Data entries:
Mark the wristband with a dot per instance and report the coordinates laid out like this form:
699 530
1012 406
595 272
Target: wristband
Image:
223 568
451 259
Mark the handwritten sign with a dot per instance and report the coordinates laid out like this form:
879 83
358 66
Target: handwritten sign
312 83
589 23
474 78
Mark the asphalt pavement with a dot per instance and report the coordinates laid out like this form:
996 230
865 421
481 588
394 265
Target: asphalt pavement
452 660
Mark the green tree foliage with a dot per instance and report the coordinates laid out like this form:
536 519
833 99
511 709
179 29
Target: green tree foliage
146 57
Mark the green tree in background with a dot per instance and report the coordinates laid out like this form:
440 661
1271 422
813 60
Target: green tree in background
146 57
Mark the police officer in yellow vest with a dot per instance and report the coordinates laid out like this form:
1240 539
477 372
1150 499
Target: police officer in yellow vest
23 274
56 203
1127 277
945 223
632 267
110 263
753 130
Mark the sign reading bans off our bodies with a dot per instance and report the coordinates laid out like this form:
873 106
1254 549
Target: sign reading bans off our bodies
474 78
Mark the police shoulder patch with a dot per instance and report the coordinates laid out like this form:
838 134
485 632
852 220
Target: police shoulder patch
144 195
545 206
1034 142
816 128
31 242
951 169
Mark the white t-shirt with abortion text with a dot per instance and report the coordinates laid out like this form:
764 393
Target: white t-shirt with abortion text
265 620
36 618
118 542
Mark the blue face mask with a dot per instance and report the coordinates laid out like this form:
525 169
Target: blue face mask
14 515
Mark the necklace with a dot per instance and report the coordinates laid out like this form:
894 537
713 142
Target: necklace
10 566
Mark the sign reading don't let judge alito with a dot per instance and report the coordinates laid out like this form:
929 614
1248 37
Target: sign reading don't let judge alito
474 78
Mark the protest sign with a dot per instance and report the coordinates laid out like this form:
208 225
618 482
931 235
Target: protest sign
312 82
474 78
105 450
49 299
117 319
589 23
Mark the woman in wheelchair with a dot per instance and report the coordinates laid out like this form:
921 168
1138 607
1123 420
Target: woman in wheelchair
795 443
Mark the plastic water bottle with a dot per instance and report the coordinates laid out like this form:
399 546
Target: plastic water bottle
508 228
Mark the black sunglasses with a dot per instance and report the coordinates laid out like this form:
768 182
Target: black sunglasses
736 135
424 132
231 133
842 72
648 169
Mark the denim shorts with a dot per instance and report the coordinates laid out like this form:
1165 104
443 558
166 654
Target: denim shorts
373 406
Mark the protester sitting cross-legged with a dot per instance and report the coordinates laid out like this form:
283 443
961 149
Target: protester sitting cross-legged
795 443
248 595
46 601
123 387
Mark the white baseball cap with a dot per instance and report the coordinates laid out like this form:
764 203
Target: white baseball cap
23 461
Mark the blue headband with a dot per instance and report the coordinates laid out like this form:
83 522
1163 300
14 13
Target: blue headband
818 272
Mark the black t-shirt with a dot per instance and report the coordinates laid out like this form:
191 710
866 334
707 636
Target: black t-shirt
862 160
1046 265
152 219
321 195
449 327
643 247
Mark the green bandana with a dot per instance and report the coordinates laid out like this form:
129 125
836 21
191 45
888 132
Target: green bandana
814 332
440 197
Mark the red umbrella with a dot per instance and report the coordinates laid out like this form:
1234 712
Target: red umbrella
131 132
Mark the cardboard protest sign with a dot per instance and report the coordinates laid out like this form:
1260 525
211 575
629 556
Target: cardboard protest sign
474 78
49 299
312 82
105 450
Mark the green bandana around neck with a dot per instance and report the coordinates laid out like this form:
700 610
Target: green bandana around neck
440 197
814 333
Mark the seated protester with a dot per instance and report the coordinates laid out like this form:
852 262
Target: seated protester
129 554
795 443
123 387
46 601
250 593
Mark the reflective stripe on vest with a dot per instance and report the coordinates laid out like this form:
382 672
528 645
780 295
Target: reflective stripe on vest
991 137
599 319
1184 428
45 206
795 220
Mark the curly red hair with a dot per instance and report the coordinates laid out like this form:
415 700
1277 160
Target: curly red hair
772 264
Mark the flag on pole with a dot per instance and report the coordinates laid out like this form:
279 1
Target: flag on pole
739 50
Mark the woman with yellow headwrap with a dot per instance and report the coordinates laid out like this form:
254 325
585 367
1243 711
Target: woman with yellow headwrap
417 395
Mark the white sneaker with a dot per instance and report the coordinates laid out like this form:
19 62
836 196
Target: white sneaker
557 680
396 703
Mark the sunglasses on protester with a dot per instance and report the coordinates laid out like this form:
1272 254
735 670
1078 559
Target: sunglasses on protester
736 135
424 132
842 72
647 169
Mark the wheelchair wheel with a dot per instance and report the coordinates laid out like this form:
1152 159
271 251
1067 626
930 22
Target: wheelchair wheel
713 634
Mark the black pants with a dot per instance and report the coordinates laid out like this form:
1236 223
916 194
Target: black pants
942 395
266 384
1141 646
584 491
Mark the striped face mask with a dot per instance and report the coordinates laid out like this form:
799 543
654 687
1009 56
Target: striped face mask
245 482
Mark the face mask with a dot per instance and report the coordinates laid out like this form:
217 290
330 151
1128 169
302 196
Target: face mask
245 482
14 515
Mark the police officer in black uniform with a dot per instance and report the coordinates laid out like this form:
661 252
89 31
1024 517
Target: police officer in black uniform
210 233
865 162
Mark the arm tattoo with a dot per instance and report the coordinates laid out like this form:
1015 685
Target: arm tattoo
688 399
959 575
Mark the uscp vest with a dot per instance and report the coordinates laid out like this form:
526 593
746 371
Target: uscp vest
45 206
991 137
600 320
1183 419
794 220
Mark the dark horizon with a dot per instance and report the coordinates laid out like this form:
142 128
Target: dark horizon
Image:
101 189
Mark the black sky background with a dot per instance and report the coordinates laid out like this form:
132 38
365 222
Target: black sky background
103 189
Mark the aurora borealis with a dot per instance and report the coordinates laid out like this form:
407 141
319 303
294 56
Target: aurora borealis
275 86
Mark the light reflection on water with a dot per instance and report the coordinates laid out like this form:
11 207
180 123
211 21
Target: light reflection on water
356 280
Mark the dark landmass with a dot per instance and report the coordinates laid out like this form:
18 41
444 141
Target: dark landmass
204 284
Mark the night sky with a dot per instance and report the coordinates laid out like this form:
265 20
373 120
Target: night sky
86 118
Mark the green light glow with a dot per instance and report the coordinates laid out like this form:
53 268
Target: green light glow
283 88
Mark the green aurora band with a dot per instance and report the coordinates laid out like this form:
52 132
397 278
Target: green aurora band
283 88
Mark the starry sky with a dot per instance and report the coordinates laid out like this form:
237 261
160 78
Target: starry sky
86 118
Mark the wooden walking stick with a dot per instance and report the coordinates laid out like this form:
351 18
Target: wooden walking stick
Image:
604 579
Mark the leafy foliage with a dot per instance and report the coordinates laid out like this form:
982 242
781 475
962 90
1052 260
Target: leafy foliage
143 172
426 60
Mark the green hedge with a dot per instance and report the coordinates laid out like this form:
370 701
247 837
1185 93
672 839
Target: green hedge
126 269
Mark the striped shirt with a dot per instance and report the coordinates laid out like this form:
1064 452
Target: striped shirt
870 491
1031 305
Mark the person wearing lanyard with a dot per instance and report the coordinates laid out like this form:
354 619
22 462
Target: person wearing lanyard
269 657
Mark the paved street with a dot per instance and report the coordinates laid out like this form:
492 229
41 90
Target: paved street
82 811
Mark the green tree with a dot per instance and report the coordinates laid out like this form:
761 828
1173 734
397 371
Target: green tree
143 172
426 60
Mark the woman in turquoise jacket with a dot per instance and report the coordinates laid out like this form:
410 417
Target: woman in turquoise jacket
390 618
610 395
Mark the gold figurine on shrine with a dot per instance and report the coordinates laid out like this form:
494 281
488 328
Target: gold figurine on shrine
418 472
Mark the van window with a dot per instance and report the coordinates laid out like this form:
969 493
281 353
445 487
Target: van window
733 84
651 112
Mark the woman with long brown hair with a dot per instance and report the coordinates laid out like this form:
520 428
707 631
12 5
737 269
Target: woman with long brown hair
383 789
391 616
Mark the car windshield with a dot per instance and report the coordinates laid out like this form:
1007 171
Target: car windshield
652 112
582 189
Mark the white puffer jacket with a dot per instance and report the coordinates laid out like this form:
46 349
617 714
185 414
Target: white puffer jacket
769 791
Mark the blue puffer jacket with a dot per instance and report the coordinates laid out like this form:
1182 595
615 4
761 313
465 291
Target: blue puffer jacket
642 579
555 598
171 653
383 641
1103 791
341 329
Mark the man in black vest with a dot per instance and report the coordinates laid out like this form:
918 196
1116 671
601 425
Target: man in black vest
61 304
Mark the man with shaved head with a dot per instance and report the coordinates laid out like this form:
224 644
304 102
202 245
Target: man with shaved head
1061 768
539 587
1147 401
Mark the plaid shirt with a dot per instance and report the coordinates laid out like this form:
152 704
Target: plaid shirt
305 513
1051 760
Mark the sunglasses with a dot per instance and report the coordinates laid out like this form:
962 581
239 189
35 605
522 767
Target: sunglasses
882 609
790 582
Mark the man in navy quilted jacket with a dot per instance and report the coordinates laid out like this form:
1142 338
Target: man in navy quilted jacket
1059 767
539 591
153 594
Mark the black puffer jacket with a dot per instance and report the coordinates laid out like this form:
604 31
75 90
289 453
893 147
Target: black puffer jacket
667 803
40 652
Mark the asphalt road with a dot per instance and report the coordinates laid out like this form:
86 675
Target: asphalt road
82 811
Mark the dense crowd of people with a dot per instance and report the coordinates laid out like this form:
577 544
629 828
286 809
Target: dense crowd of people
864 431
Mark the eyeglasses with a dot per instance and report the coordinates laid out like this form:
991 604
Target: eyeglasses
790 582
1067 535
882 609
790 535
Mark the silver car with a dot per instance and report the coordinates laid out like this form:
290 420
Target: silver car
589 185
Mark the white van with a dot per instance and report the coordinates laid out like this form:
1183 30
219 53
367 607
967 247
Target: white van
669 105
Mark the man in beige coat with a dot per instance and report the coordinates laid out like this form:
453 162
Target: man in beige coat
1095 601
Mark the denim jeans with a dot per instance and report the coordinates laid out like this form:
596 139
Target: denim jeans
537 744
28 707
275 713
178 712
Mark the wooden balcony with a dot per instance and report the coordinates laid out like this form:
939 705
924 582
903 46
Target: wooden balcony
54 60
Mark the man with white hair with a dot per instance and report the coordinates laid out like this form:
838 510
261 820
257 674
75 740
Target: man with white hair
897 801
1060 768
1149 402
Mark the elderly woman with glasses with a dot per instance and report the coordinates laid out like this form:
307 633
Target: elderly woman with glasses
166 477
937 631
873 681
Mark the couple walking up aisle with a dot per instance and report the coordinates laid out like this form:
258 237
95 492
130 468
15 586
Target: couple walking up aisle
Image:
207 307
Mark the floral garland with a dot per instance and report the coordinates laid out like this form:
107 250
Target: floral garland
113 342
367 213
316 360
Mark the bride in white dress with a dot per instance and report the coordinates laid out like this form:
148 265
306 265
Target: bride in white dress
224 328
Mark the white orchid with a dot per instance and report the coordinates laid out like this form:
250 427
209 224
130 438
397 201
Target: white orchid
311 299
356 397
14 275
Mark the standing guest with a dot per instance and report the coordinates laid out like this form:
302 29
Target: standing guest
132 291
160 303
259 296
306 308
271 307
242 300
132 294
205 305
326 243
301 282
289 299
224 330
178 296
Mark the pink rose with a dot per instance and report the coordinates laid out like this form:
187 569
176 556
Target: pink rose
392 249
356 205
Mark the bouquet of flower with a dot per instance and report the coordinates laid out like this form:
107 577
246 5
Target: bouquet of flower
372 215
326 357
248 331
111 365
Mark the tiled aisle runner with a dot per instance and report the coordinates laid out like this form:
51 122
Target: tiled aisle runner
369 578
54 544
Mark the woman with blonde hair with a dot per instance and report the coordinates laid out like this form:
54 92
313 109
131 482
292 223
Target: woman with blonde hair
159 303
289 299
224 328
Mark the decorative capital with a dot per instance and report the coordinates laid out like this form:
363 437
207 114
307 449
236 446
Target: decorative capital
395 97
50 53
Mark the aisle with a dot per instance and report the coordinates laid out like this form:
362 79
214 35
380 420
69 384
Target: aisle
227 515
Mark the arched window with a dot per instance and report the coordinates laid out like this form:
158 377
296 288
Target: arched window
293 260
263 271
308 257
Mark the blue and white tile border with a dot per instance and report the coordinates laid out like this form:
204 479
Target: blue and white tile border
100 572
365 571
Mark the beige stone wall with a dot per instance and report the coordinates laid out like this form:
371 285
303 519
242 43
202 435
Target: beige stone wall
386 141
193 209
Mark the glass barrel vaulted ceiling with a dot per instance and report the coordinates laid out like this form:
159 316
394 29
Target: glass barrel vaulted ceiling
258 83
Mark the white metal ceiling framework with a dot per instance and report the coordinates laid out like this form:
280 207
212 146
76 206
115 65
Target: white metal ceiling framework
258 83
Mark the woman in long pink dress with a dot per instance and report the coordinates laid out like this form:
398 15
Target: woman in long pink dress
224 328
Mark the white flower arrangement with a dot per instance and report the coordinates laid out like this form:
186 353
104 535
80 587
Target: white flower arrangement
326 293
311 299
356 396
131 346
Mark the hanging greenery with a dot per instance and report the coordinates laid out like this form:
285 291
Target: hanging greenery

WHAT TO DO: Starting with the line that contains "Mark the woman in long" and continuing through the end of the records, rewrite those lines with "flower arrangement" replaced by "floral arrangement" and nothing else changed.

RESULT:
Mark the woman in long pink dress with a dot per instance and report the coordinates laid out like this form:
398 15
Target: woman in long pink dress
224 328
Mark the white floral arrangement with a dot per instance and report the coordinates laid out like this form:
186 353
104 535
80 587
Target: white floral arrangement
326 293
311 299
356 396
131 346
Mark the hanging greenery with a dot per instance and report the coordinates laid out like this form:
285 291
Target: hanging greenery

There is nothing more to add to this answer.